Activity — Find the line in the entries below that contains "Target: pale dry wood fragment". Repeat it exactly, and every line after it through the line that contains "Target: mountain peak".

*** Exercise inputs ***

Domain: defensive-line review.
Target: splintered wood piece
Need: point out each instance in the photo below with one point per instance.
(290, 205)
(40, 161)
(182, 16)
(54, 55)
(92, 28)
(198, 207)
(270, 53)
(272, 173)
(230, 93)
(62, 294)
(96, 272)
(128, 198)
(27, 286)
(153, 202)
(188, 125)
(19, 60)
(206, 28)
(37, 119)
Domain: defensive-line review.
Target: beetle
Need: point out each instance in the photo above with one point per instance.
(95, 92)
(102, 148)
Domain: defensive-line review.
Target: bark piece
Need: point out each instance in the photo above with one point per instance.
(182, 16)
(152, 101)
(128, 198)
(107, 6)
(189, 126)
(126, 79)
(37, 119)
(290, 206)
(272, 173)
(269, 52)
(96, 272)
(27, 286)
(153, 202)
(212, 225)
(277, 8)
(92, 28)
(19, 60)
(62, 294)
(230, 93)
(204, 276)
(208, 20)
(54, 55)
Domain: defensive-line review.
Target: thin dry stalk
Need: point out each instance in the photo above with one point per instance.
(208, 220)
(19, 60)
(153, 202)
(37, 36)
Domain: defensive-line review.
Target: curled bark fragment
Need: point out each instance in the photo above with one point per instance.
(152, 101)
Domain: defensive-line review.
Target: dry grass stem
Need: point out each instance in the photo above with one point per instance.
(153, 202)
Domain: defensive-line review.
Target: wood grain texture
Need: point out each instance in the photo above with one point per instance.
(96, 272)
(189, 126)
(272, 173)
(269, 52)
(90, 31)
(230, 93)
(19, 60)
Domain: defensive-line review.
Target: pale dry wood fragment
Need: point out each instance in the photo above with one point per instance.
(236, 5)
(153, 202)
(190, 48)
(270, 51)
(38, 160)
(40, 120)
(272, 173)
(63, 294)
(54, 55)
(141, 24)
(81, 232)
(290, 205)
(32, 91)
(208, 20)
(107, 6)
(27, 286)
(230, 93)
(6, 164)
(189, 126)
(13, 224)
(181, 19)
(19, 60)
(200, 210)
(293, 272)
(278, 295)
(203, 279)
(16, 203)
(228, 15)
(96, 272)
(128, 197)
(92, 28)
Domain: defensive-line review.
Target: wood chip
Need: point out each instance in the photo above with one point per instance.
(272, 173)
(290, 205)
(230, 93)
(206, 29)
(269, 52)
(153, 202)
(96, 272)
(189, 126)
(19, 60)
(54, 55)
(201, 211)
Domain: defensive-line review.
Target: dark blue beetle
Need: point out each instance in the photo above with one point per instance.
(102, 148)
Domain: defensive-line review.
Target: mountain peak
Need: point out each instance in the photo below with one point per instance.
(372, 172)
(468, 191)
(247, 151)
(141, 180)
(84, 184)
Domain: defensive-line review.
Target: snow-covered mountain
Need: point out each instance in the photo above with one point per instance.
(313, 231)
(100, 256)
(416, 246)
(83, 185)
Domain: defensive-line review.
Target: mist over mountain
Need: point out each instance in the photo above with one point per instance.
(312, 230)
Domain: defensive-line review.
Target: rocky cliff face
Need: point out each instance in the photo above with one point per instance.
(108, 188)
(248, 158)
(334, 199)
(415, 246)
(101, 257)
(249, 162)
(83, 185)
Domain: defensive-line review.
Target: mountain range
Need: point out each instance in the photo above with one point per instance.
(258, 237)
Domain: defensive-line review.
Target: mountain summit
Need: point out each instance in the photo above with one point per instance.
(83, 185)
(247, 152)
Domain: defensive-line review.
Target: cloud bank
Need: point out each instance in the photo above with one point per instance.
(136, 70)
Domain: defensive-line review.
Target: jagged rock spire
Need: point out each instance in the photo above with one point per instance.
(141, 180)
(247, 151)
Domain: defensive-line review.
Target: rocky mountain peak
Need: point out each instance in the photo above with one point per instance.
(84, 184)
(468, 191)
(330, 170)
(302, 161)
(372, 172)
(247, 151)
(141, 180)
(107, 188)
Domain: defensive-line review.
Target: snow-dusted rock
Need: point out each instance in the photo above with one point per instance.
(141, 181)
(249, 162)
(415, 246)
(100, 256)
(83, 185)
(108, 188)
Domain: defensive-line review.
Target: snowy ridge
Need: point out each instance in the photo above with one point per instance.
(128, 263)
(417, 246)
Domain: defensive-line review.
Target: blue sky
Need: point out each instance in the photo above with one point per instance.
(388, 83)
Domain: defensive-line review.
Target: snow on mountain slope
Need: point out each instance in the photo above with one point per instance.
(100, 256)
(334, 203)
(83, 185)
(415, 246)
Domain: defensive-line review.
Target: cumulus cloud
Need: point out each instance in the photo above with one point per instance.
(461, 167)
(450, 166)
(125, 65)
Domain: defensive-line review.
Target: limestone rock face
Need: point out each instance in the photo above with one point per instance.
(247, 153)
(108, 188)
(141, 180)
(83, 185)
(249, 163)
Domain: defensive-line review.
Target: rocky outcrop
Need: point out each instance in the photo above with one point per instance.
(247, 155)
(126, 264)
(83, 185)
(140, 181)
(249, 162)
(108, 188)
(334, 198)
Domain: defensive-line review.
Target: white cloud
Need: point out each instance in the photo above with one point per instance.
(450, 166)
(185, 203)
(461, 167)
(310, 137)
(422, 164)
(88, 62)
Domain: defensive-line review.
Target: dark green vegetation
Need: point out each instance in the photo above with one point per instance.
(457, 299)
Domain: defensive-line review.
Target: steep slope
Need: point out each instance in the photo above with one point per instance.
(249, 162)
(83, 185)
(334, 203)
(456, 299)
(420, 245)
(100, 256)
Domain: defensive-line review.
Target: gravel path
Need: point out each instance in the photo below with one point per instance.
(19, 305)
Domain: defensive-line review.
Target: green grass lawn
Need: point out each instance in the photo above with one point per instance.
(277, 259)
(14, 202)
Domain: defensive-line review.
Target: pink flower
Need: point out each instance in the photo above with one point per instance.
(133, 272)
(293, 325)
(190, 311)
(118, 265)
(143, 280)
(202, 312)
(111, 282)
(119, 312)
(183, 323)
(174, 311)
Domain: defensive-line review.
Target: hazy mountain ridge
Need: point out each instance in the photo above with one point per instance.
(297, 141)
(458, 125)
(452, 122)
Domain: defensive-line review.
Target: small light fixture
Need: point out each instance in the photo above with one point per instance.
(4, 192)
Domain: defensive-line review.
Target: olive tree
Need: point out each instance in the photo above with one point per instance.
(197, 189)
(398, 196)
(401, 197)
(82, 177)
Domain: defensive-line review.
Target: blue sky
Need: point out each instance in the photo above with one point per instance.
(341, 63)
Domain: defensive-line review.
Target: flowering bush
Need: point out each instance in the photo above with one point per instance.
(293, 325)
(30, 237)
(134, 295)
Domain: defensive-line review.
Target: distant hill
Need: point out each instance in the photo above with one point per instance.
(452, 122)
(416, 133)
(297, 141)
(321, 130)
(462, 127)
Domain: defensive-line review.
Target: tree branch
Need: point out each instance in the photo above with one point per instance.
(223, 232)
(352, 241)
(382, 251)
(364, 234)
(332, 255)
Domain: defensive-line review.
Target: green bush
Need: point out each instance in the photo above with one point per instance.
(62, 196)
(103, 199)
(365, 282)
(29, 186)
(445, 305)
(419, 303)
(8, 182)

*** End of Exercise inputs ***

Answer —
Target: pale dry wood fragment
Need: point out each instance in the photo above with one point per instance.
(236, 5)
(153, 202)
(190, 48)
(270, 51)
(38, 160)
(40, 120)
(272, 173)
(63, 294)
(54, 55)
(141, 24)
(81, 232)
(290, 205)
(32, 91)
(208, 20)
(107, 6)
(27, 286)
(230, 93)
(6, 164)
(189, 126)
(13, 224)
(181, 19)
(19, 60)
(200, 210)
(293, 272)
(278, 295)
(203, 279)
(16, 203)
(228, 15)
(96, 272)
(128, 197)
(92, 28)
Domain: defensive-line review.
Target: wood chip
Need: point out each instance in the photo above with one point per instance.
(272, 173)
(290, 205)
(230, 93)
(206, 29)
(269, 52)
(153, 202)
(96, 272)
(189, 126)
(19, 60)
(54, 55)
(201, 211)
Domain: defensive-line review.
Target: dark blue beetle
Need: point out each instance in the photo above with one point per instance.
(102, 148)
Domain: defensive-line review.
Target: mountain peak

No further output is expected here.